* start Recorded data *
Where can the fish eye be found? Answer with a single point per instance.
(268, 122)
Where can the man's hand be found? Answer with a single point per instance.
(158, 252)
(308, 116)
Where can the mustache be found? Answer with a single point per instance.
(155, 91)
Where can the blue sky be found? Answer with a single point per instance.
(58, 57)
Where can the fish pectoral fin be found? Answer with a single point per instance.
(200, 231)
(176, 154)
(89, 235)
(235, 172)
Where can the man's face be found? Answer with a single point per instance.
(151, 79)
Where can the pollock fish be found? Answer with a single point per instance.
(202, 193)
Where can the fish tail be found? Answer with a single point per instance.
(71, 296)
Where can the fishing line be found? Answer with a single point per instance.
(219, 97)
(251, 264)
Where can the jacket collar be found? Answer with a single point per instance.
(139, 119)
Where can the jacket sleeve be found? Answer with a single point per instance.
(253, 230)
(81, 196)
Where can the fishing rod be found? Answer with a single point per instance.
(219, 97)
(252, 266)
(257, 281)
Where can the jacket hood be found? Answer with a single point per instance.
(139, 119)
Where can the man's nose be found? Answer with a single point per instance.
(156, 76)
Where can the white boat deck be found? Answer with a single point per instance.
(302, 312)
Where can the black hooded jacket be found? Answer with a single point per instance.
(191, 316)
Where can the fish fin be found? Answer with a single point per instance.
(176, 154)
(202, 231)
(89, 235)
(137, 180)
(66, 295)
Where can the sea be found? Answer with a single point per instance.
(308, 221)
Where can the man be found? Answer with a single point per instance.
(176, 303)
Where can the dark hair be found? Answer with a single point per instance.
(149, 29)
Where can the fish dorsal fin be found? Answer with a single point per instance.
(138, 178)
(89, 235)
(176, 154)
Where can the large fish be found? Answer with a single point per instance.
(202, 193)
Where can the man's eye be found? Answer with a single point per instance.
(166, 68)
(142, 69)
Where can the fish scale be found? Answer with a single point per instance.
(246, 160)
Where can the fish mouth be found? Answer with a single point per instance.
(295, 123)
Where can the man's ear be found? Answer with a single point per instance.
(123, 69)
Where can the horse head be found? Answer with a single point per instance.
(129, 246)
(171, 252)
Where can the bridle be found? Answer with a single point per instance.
* end Recorded data *
Arrange everything from the line containing "Where can the jacket collar" down to the end of the entries as a Markdown table with columns Row and Line, skipping blank lines.

| Row | Line |
|---|---|
| 1 | Where can the jacket collar be found? Answer with a single point per instance. |
| 2 | (139, 119) |
| 3 | Where can the jacket sleeve be found? Answer with a single point per instance. |
| 4 | (253, 230) |
| 5 | (81, 196) |
| 6 | Where can the fishing rod be found? Answer with a single point per instance. |
| 7 | (219, 97) |
| 8 | (252, 266) |
| 9 | (257, 281) |
| 10 | Where can the jacket hood be found? Answer with a single point per instance. |
| 11 | (139, 119) |
| 12 | Where can the man's nose be found? Answer with a single point per instance. |
| 13 | (156, 76) |
| 14 | Where can the white boat deck be found? Answer with a single point per instance. |
| 15 | (302, 312) |
| 16 | Where can the black hooded jacket be found? Answer with a single point per instance. |
| 17 | (191, 316) |
| 18 | Where can the fish fin be found? Answer with a single point per instance. |
| 19 | (176, 154) |
| 20 | (202, 231) |
| 21 | (89, 235) |
| 22 | (137, 180) |
| 23 | (66, 295) |
| 24 | Where can the sea be found? Answer with a single point per instance. |
| 25 | (308, 221) |
| 26 | Where can the man be found? Answer with a single point per instance. |
| 27 | (176, 303) |
| 28 | Where can the dark hair be found? Answer with a single point per instance. |
| 29 | (149, 29) |
| 30 | Where can the fish dorsal fin be found? Answer with a single point per instance. |
| 31 | (138, 178) |
| 32 | (89, 235) |
| 33 | (176, 154) |
| 34 | Where can the large fish be found? Answer with a single point per instance. |
| 35 | (202, 193) |
| 36 | Where can the man's eye be found? Answer with a single point per instance. |
| 37 | (166, 68) |
| 38 | (142, 69) |
| 39 | Where can the fish scale be found? Answer with a single point per instance. |
| 40 | (246, 160) |
| 41 | Where can the fish mouth be found? Answer with a single point per instance. |
| 42 | (295, 123) |
| 43 | Where can the man's ear be found? Answer with a single point per instance. |
| 44 | (123, 69) |
| 45 | Where can the horse head be found? Answer with a single point per instance. |
| 46 | (129, 246) |
| 47 | (171, 252) |
| 48 | Where can the bridle be found? Answer with a single point per instance. |